Job A: In the stamping dies text, what does the interlocking area of the progressive die do?
Job B: Rewrite the stamping dies text from the words containing "The progressive die" through "large motor laminations.", renaming "mass production" to "high-volume production" throughout.

Text passage:
►

What are the differences between stamping dies? Below is a comparison of stamping molds of progressive dies, compound dies, and soft dies.
| Tooling Type | Tooling Material | Stamp steps | Tooling cost | Stamping speed(/Minutes) | Life | Burrs | Tolerance | Concentricity | Lamination thickness |
| Progressive die | SKD11 | 4-20 | $2k-$6k | 200-600 strikes | 50-200 Million | <0.02 | ±0.01 | 0.02mm | 0.1-0.5mm |
| Compound die | SKD11 | 2-5 | $4k-$12k | 50-60 strikes | 300-500K | <0.05 | ±0.03 | 0.05mm | 0.2-0.5mm |
| Single soft die | Tungsten Steel | 1 | >$10k | 50-60 strikes | 300-500K | <0.06 | ±0.01 | 0.05mm | 0.2-0.5mm |
Stamping Motor Laminations
For stators and rotors with high-volume production, stamping technology is commonly used. This process significantly reduces costs. What stamping processes are used for motor cores, and what are the differences between them?
Progressive Stamping
In progressive stamping, silicon steel coils are cut to the required width and then fed directly into a high-speed press. Unlike other stamping methods, this tool has a complex internal structure with multiple tools, each completing a different step. so that it can meet the desired specifications of the stator lamination.
The progressive die has an interlocking area to connect each lamination together, forming a complete core.
This process is ideal for small diameter but large volume stator and rotor laminations. Progressive dies can be single or multi-column, capable of producing large quantities in a short time, making it highly suitable for mass production.
Compound Stamping
Compound stamping produces complete stator or rotor laminations in one step. This process uses automated feeding and stamping equipment, greatly improving production efficiency. Laminations produced with compound stamping have good flatness and concentricity. It is a cost-effective choice for mass production of medium to large motor laminations.
Axial Stamping
Axial stamping motor core technology differs from traditional stamping. This process only requires stamping the shape and size of the axial magnetic flux stator slots with a stamping die. The rolling machine system operates synchronously with the stamping die through a PLC computer system. The stator core is then formed by winding.
To learn more about “How to Produce Axial Flux Stator Lamination” click the link to read further.

◄

Point annotation lines:
►

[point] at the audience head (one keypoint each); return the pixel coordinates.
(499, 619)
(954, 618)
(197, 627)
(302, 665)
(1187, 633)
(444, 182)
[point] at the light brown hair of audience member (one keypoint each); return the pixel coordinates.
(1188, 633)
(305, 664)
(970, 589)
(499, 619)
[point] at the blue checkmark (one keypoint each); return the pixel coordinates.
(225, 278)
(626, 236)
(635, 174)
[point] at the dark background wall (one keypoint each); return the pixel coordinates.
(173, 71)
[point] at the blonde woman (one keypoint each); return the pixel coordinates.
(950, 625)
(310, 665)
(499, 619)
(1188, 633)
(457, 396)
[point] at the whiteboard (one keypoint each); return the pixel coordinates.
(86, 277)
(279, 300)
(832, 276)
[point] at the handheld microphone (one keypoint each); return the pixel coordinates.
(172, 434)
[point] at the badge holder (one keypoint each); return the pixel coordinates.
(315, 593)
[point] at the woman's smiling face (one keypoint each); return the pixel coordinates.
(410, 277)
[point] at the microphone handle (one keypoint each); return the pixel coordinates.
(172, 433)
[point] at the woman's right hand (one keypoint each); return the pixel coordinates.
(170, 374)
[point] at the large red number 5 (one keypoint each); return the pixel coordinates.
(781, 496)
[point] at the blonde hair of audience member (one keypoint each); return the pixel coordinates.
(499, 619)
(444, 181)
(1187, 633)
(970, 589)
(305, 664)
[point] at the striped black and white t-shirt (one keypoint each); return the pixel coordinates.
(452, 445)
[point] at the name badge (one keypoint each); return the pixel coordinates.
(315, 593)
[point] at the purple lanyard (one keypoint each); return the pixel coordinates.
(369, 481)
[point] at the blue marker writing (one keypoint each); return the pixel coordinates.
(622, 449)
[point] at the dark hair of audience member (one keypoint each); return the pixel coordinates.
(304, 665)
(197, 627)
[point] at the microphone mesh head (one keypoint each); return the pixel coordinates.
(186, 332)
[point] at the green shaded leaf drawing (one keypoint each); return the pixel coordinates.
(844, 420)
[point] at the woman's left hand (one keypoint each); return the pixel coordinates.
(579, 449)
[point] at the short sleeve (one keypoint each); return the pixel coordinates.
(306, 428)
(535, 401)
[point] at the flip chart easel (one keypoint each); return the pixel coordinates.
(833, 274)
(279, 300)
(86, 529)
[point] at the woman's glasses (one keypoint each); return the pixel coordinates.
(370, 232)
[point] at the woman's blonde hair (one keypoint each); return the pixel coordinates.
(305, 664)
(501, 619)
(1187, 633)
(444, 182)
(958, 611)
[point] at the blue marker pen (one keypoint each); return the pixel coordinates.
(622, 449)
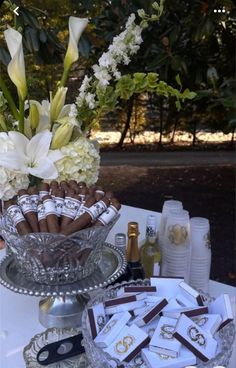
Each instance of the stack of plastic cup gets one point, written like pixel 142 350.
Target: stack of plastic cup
pixel 200 264
pixel 176 245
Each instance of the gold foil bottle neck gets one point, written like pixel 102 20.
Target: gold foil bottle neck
pixel 132 253
pixel 133 229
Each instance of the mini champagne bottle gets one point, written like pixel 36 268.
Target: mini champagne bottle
pixel 150 253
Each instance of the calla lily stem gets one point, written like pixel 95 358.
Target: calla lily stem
pixel 9 98
pixel 64 77
pixel 21 115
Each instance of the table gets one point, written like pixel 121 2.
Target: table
pixel 19 313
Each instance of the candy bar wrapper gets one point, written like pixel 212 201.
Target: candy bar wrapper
pixel 190 312
pixel 150 290
pixel 128 344
pixel 191 294
pixel 166 286
pixel 162 341
pixel 123 300
pixel 151 327
pixel 111 329
pixel 223 307
pixel 150 313
pixel 125 307
pixel 154 360
pixel 208 322
pixel 97 318
pixel 194 338
pixel 70 207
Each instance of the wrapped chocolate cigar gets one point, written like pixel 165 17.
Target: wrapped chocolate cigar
pixel 25 204
pixel 83 221
pixel 70 208
pixel 34 197
pixel 107 216
pixel 109 194
pixel 64 186
pixel 43 190
pixel 58 197
pixel 51 215
pixel 17 218
pixel 82 193
pixel 99 193
pixel 43 227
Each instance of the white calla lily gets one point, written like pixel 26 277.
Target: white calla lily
pixel 57 103
pixel 76 28
pixel 16 67
pixel 32 156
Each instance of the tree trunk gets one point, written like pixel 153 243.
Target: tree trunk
pixel 127 123
pixel 161 121
pixel 194 132
pixel 174 131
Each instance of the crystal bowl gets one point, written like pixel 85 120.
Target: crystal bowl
pixel 55 259
pixel 99 359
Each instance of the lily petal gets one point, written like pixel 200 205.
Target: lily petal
pixel 76 28
pixel 16 67
pixel 38 146
pixel 44 168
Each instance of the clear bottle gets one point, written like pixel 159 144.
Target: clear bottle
pixel 150 253
pixel 134 268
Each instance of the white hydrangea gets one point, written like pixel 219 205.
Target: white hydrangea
pixel 10 181
pixel 81 162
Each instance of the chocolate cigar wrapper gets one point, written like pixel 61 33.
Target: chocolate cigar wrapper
pixel 51 215
pixel 17 218
pixel 24 201
pixel 42 218
pixel 81 222
pixel 110 213
pixel 69 210
pixel 43 190
pixel 34 197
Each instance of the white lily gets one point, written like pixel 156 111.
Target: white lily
pixel 32 156
pixel 76 28
pixel 16 67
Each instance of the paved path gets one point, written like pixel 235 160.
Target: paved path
pixel 168 158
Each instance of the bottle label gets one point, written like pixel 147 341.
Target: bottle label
pixel 15 214
pixel 59 202
pixel 24 202
pixel 156 269
pixel 42 193
pixel 49 207
pixel 34 201
pixel 41 212
pixel 96 209
pixel 70 207
pixel 108 215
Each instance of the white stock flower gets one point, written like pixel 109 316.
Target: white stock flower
pixel 80 162
pixel 76 28
pixel 31 156
pixel 10 181
pixel 16 67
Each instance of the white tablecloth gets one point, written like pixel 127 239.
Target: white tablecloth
pixel 19 313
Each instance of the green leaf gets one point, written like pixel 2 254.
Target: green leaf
pixel 177 78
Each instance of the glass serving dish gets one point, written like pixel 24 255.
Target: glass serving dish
pixel 55 259
pixel 99 359
pixel 47 337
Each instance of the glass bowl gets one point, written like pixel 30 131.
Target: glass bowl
pixel 55 259
pixel 47 337
pixel 99 359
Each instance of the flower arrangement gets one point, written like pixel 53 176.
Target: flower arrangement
pixel 48 140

◄

Expected output A: It connects each lamination together, forming a complete core.

Expected output B:
The progressive die has an interlocking area to connect each lamination together, forming a complete core.
This process is ideal for small diameter but large volume stator and rotor laminations. Progressive dies can be single or multi-column, capable of producing large quantities in a short time, making it highly suitable for high-volume production.
Compound Stamping
Compound stamping produces complete stator or rotor laminations in one step. This process uses automated feeding and stamping equipment, greatly improving production efficiency. Laminations produced with compound stamping have good flatness and concentricity. It is a cost-effective choice for high-volume production of medium to large motor laminations.